= ACTIVITY LIST =
(a) Name each specific complication that, according to the article on the Essure petition, women describe experiencing after implantation.
(b) From the article on the Essure petition, transcribe the passage that begins with the words containing "Hundreds of people have sent" and ends with "significant side effects.".

Hundreds of Women Petition FDA on Essure

Hundreds of people have written to FDA, with most asking the agency to pull Bayer's Essure permanent birth control from the market.

Marie Thibault




Hundreds of people have sent comments to FDA petitioning against Bayer HealthCare's Essure permanent birth control system. Most of the comments are from women who were implanted with Essure and allege the device caused significant side effects. 

The public comments were sent in response to an FDA notice scheduling a meeting of the Obstetrics and Gynecology Devices Panel of the Medical Devices Advisory Committee for September 24. The panelists will discuss Essure, consider the risks and benefits based on scientific data, and make recommendations on future use, labeling, and, if necessary, any potential studies.

The Essure system, which Bayer acquired with its 2013 purchase of Conceptus, consists of nickel-titanium alloy inserts implanted hysteroscopically in a woman's fallopian tubes. Women undergo a confirmation test three months after implantation to ensure the fallopian tubes are blocked by tissue ingrowth around the inserts. Essure has had FDA approval since 2002. 

There have been more than 5000 complaints related to Essure submitted to FDA's Manufacturer and User Facility Device Experience (MAUDE) database between November 2002 and May 2015, according to FDA

Commenters give firsthand accounts of their troubles with Essure. Numerous women write about unexplained weight gain, pain, migraines, menstrual irregularities, and other complications, which started after Essure implantation. Some of the comments come from patients' loved ones, including sons, husbands, and cousins. One son writes that "I have seen Mother live everyday in pain and ER trips."

A Bayer spokesperson said in an e-mailed statement, "Bayer looks forward to an open and transparent discussion regarding Essure at the meeting of the Obstetrics and Gynecology Devices Panel on September 24, 2015. Bayer has been in regular communication with the FDA about the risk-benefit profile of Essure and the informational needs of both healthcare providers and patients.

"Patient safety is Bayer’s top priority. Given there has been a great deal of interest in the safety of Essure among some patients, we welcome this open dialogue with healthcare providers, patients, researchers, representatives from professional societies, and other members of the public to review and discuss available data regarding the benefits and risks associated with Essure.

"Bayer is strongly committed to women having access to safe and effective birth control options. The only FDA-approved non-surgical option for women who have completed their families and want permanent contraception, Essure is supported by more than a decade of science and real world clinical experience."

Catholic News Agency reported last month that a group of patients campaigning against Essure are planning a hunger strike outside the FDA building following the September 24 panel meeting. Pope Francis will be in Washington, DC the same day to address Congress, and the hunger strike is an attempt to ensure attention stays focused on FDA and Essure, as well as underscore the group's dedication to the cause, according to the article.

Region pointing data:
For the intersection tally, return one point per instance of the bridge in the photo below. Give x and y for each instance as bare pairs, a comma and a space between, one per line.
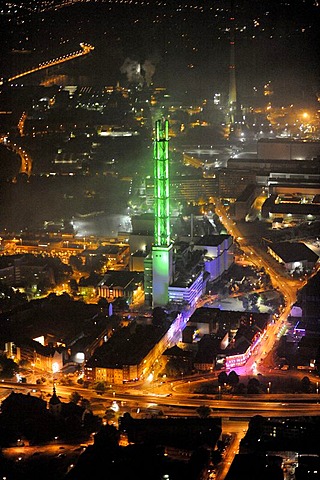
85, 49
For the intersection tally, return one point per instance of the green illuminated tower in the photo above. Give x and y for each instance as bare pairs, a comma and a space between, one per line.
162, 248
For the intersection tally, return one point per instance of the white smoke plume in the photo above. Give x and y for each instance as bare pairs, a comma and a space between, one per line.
149, 68
132, 69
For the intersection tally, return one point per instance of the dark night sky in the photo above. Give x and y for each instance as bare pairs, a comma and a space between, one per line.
275, 40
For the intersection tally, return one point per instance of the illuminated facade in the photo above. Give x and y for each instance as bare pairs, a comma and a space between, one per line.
162, 248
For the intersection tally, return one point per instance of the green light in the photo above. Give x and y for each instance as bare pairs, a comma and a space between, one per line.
161, 186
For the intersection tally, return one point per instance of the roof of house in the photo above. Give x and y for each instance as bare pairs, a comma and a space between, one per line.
293, 252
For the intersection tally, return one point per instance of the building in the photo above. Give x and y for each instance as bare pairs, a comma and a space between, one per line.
162, 264
287, 149
120, 283
295, 256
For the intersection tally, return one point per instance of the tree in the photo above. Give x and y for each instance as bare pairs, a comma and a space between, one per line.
8, 368
305, 384
100, 388
75, 397
233, 379
222, 378
253, 386
109, 414
203, 411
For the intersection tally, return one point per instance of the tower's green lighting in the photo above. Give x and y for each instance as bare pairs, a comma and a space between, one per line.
161, 183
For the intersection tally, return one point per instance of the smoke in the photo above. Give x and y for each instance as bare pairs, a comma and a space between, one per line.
133, 70
149, 68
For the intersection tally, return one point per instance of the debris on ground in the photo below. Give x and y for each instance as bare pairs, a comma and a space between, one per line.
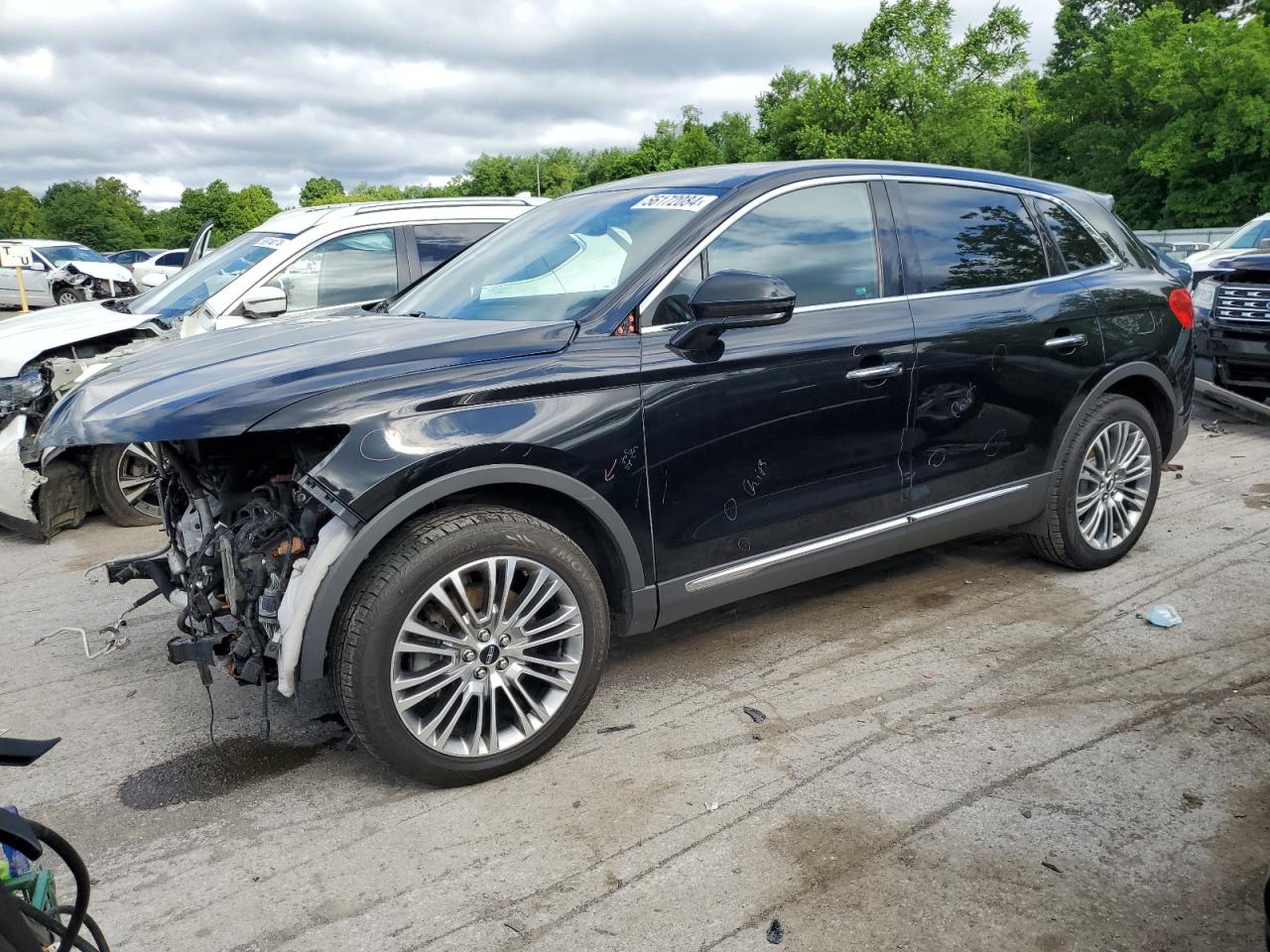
1164, 616
616, 728
1215, 428
776, 932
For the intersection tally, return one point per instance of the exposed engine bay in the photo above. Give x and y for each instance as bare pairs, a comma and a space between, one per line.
248, 547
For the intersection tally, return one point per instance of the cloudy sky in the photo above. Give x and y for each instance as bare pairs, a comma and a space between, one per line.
169, 94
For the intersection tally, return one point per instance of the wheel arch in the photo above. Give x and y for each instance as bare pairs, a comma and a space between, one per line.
1139, 381
556, 498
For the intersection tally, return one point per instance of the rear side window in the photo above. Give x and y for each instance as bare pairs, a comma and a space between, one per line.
441, 241
1078, 246
820, 240
970, 238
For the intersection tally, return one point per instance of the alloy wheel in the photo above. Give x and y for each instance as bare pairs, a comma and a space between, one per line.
1114, 485
137, 477
486, 656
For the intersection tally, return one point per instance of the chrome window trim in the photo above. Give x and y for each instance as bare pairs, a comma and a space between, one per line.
752, 566
1114, 261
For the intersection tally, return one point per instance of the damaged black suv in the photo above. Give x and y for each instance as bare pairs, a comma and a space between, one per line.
638, 403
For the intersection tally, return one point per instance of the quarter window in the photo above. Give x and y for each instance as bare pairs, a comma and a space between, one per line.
1078, 246
441, 241
969, 238
341, 271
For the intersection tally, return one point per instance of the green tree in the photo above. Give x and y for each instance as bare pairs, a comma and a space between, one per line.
19, 213
321, 190
105, 214
248, 208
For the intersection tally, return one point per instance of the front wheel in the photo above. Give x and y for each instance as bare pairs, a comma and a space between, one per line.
1103, 489
126, 480
470, 645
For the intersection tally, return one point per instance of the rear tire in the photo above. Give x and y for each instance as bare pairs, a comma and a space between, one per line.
405, 671
1092, 518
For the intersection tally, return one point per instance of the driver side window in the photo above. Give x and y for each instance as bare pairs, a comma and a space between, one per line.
341, 271
820, 239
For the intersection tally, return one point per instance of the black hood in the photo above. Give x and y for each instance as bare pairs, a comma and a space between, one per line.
223, 382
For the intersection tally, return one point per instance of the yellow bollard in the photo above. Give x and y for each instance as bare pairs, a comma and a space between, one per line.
22, 293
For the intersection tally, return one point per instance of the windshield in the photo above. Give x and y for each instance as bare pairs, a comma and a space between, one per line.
558, 262
190, 289
1248, 235
62, 254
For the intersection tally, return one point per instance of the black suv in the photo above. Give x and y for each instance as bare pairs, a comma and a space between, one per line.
634, 404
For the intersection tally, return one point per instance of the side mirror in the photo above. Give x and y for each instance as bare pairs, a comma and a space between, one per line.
730, 299
264, 301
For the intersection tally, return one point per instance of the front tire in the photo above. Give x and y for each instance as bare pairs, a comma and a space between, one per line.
126, 481
1103, 489
470, 644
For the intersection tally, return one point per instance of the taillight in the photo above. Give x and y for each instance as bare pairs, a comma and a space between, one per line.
1182, 306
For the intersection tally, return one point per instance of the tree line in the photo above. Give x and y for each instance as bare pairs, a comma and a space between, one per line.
1162, 103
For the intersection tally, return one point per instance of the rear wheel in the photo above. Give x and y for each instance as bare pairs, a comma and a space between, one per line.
470, 645
1103, 489
126, 480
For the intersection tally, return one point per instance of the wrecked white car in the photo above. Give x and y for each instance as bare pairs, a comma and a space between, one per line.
308, 261
64, 273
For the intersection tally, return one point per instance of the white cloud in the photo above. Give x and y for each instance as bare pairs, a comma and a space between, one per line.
178, 94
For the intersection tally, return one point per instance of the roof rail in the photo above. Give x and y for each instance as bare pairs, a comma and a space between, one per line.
386, 206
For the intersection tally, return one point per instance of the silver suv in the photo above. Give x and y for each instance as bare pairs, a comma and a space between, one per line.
308, 261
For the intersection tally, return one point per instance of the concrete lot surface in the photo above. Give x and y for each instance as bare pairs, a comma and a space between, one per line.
962, 749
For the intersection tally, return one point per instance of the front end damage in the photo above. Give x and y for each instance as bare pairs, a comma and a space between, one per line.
249, 543
1232, 325
91, 281
41, 495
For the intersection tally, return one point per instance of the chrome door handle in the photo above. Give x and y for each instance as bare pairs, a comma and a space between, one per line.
876, 371
1070, 340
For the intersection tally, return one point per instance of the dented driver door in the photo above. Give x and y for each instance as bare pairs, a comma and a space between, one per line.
788, 433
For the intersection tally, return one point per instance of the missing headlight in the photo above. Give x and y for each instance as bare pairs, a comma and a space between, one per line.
21, 391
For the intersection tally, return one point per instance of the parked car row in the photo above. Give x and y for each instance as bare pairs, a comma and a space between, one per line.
625, 407
304, 262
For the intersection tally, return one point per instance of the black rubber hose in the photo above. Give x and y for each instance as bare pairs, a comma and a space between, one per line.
89, 923
49, 921
81, 884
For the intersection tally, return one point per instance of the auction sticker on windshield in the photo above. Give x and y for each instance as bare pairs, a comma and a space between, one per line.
681, 202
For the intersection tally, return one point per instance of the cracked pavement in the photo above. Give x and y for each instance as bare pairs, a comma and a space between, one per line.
939, 726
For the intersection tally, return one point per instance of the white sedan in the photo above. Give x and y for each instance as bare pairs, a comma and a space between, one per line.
163, 266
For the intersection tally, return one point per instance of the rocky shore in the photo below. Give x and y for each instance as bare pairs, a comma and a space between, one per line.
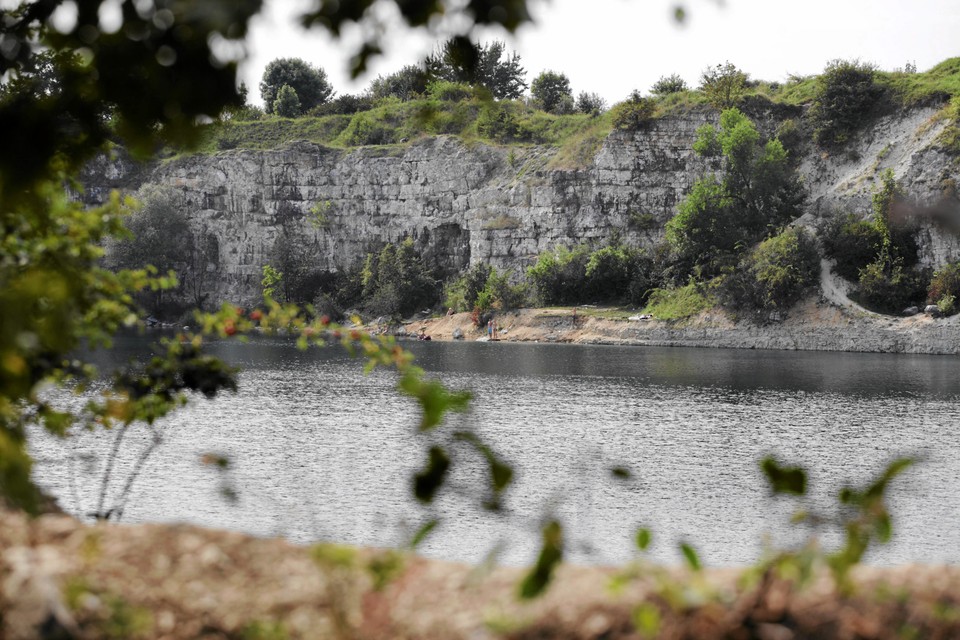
815, 325
60, 578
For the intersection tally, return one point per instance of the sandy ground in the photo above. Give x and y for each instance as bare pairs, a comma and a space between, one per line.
63, 579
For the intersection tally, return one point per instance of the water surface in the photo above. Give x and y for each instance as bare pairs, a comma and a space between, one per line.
321, 451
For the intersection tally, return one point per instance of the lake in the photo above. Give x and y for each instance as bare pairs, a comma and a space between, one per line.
321, 451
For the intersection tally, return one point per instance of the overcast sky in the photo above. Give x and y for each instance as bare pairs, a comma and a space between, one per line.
614, 46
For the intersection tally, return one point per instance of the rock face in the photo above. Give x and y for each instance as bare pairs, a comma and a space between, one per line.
464, 204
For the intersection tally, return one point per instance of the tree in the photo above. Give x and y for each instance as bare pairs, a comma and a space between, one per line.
757, 193
310, 83
551, 92
669, 84
591, 103
846, 90
459, 60
287, 103
160, 237
723, 85
406, 84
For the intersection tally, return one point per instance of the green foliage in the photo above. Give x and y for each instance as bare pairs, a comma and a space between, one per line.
945, 283
551, 92
271, 278
579, 276
669, 84
677, 304
759, 192
634, 113
846, 91
397, 281
591, 103
309, 83
776, 274
488, 66
406, 84
287, 104
852, 243
723, 85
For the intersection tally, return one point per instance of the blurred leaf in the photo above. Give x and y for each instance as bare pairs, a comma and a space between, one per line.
427, 482
644, 538
621, 473
690, 555
551, 554
646, 619
784, 479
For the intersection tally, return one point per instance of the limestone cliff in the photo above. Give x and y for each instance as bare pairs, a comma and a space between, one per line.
464, 203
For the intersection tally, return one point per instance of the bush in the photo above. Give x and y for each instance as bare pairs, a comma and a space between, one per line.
449, 91
886, 286
634, 113
669, 84
676, 304
945, 282
346, 104
776, 274
591, 103
723, 85
551, 92
845, 92
852, 243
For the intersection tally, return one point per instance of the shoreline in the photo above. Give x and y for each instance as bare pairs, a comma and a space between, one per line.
813, 325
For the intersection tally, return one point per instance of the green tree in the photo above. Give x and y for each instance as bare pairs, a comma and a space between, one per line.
160, 237
669, 84
723, 85
757, 194
846, 91
488, 66
287, 104
551, 92
310, 83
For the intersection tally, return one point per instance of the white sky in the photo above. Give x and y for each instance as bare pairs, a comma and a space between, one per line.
613, 46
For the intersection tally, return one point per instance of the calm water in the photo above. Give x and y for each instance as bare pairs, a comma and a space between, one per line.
321, 451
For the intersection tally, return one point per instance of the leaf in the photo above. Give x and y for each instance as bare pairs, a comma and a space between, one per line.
422, 533
427, 482
690, 555
784, 479
621, 473
551, 554
644, 538
646, 618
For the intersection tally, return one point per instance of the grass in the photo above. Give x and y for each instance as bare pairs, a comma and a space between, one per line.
577, 136
677, 304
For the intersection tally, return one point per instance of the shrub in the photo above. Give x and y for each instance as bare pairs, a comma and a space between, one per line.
449, 91
551, 92
287, 104
845, 92
309, 82
776, 274
885, 285
591, 103
634, 113
852, 243
676, 304
346, 104
723, 85
945, 282
669, 84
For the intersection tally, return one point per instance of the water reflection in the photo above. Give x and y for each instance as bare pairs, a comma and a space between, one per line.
322, 451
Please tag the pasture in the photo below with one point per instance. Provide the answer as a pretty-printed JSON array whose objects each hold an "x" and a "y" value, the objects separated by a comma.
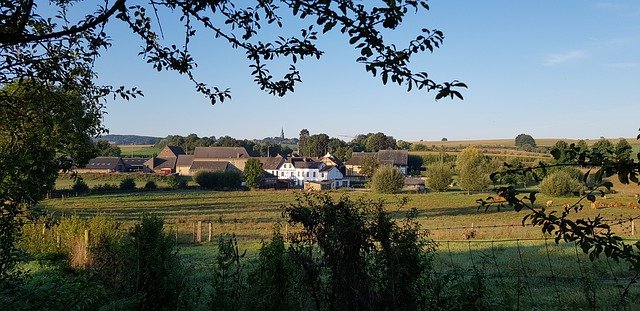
[{"x": 518, "y": 263}]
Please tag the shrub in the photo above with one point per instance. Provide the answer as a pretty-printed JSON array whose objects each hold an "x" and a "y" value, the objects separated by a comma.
[
  {"x": 150, "y": 185},
  {"x": 79, "y": 186},
  {"x": 128, "y": 184},
  {"x": 560, "y": 183},
  {"x": 387, "y": 180},
  {"x": 218, "y": 180},
  {"x": 439, "y": 176}
]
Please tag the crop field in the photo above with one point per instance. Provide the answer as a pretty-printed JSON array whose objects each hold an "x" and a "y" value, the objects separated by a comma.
[
  {"x": 517, "y": 260},
  {"x": 543, "y": 142}
]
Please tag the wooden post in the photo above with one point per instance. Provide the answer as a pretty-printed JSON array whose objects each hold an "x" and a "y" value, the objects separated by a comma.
[
  {"x": 199, "y": 232},
  {"x": 86, "y": 245},
  {"x": 210, "y": 231},
  {"x": 194, "y": 233}
]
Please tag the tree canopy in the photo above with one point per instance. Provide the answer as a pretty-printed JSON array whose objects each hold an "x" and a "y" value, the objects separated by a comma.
[{"x": 48, "y": 43}]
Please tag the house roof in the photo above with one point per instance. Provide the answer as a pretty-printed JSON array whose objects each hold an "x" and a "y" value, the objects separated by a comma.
[
  {"x": 358, "y": 157},
  {"x": 220, "y": 152},
  {"x": 395, "y": 157},
  {"x": 389, "y": 157},
  {"x": 333, "y": 160},
  {"x": 209, "y": 165},
  {"x": 303, "y": 162},
  {"x": 184, "y": 160},
  {"x": 162, "y": 162},
  {"x": 107, "y": 163},
  {"x": 271, "y": 163},
  {"x": 171, "y": 151},
  {"x": 134, "y": 161},
  {"x": 413, "y": 181}
]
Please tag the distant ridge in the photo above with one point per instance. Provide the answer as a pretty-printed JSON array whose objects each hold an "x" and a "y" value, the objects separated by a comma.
[{"x": 130, "y": 139}]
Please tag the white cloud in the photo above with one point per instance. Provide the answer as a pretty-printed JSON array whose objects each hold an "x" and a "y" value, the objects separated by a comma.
[
  {"x": 628, "y": 65},
  {"x": 561, "y": 58}
]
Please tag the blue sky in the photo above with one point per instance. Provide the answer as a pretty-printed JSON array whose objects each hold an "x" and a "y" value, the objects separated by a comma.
[{"x": 561, "y": 69}]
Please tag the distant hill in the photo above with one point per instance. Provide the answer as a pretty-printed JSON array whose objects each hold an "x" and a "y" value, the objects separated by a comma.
[{"x": 130, "y": 139}]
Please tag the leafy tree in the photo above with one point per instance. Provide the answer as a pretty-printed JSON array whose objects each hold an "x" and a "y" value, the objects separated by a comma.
[
  {"x": 473, "y": 170},
  {"x": 403, "y": 145},
  {"x": 44, "y": 129},
  {"x": 414, "y": 163},
  {"x": 523, "y": 140},
  {"x": 105, "y": 149},
  {"x": 558, "y": 151},
  {"x": 128, "y": 184},
  {"x": 253, "y": 173},
  {"x": 369, "y": 165},
  {"x": 603, "y": 146},
  {"x": 316, "y": 145},
  {"x": 218, "y": 180},
  {"x": 439, "y": 176},
  {"x": 379, "y": 141},
  {"x": 560, "y": 183},
  {"x": 623, "y": 149},
  {"x": 150, "y": 185},
  {"x": 582, "y": 145},
  {"x": 387, "y": 179},
  {"x": 26, "y": 25}
]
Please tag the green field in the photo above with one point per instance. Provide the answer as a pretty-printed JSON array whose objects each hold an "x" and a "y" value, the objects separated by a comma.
[{"x": 516, "y": 260}]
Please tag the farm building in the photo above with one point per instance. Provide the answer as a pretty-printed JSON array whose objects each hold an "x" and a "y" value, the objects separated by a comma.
[
  {"x": 396, "y": 158},
  {"x": 103, "y": 165},
  {"x": 165, "y": 162}
]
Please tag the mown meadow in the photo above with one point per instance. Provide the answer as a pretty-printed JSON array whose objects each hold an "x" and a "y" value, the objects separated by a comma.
[{"x": 521, "y": 267}]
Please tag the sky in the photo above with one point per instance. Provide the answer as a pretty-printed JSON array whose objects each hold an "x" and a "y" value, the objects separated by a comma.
[{"x": 548, "y": 68}]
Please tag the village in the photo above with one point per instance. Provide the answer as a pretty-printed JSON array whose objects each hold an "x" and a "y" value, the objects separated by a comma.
[{"x": 291, "y": 171}]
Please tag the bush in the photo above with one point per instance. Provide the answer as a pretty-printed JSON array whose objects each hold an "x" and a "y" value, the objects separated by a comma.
[
  {"x": 79, "y": 186},
  {"x": 150, "y": 185},
  {"x": 218, "y": 180},
  {"x": 175, "y": 182},
  {"x": 128, "y": 184},
  {"x": 560, "y": 183},
  {"x": 387, "y": 179},
  {"x": 439, "y": 176}
]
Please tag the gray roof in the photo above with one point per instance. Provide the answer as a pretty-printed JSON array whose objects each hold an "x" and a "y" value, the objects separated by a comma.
[
  {"x": 271, "y": 163},
  {"x": 358, "y": 157},
  {"x": 171, "y": 151},
  {"x": 303, "y": 162},
  {"x": 106, "y": 163},
  {"x": 395, "y": 157},
  {"x": 209, "y": 166},
  {"x": 184, "y": 160},
  {"x": 389, "y": 157},
  {"x": 220, "y": 153},
  {"x": 134, "y": 161}
]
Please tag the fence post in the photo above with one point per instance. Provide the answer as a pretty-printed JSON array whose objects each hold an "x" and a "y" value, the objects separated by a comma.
[
  {"x": 199, "y": 232},
  {"x": 86, "y": 245},
  {"x": 193, "y": 231},
  {"x": 177, "y": 231}
]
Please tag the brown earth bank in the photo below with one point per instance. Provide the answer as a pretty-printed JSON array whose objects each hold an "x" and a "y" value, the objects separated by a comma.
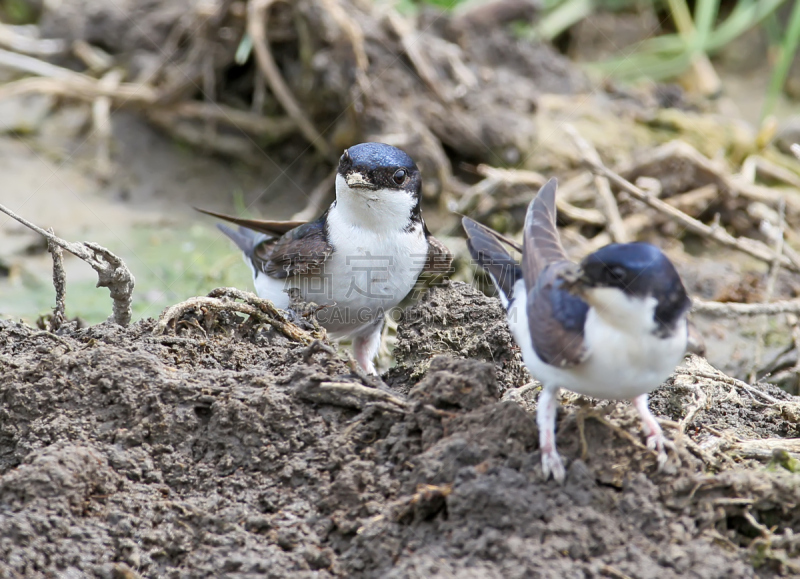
[{"x": 229, "y": 451}]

= TASK SOLUTIONS =
(a) Unexplained weight gain, pain, migraines, and menstrual irregularities.

(b)
Hundreds of people have sent comments to FDA petitioning against Bayer HealthCare's Essure permanent birth control system. Most of the comments are from women who were implanted with Essure and allege the device caused significant side effects.